**Exercise aim**
Find each line below that contains the string "backrest" and copy those lines in full. Case matters.
——
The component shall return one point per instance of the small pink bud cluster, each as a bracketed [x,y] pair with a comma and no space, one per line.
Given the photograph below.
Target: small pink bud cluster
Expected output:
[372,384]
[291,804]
——
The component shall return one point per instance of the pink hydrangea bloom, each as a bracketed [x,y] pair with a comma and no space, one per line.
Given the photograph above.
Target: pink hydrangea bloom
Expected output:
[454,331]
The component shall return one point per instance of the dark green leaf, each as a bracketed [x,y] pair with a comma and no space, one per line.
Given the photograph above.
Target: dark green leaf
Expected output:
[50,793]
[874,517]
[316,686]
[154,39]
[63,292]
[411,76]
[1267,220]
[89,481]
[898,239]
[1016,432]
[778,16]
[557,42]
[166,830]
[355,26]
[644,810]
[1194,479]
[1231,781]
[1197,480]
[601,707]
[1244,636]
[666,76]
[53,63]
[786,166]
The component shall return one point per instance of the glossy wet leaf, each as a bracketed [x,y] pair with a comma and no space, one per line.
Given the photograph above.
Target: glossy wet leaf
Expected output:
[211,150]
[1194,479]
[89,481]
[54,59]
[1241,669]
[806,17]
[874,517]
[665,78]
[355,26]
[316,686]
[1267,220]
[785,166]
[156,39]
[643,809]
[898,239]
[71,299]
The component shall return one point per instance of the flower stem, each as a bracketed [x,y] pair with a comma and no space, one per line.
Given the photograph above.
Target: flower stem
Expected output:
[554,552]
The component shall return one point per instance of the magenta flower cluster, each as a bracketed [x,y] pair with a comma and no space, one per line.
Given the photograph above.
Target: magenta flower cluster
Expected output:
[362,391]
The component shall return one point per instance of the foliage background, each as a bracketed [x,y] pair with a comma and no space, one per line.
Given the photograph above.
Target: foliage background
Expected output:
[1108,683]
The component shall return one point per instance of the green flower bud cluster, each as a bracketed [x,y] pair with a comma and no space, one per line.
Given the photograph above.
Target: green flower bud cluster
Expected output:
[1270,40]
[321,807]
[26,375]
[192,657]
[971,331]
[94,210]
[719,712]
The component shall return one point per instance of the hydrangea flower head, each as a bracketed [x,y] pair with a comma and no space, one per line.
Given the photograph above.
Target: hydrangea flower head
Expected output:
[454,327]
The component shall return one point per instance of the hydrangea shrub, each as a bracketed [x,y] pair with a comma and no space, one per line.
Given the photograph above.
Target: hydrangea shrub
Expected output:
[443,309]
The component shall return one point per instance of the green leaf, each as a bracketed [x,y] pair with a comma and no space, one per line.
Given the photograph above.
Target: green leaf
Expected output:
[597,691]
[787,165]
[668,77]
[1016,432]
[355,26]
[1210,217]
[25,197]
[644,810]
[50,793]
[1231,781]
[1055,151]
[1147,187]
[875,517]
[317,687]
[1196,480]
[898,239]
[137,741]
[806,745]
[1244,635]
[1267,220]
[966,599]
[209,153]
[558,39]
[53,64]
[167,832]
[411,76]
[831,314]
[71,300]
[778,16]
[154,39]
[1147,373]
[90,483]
——
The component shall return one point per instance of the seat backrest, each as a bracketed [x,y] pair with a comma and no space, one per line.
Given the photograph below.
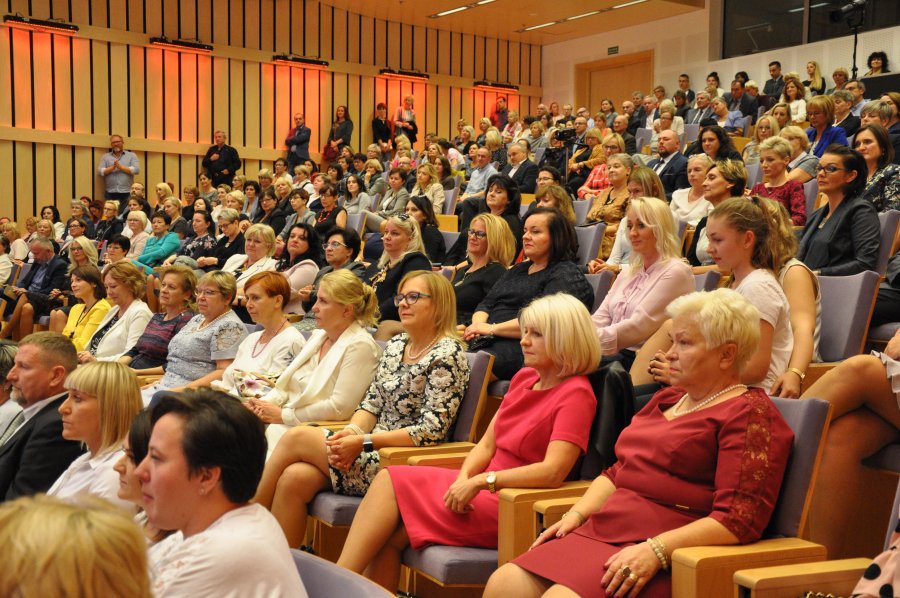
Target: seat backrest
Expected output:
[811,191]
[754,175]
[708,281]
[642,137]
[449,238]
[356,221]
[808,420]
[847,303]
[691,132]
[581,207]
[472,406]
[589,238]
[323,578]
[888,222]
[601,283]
——
**Task solution**
The component shall return one point per instance of the seat backrest, each as a bracketed [x,y] pair with a comma and no space, one per line.
Target: seat backrest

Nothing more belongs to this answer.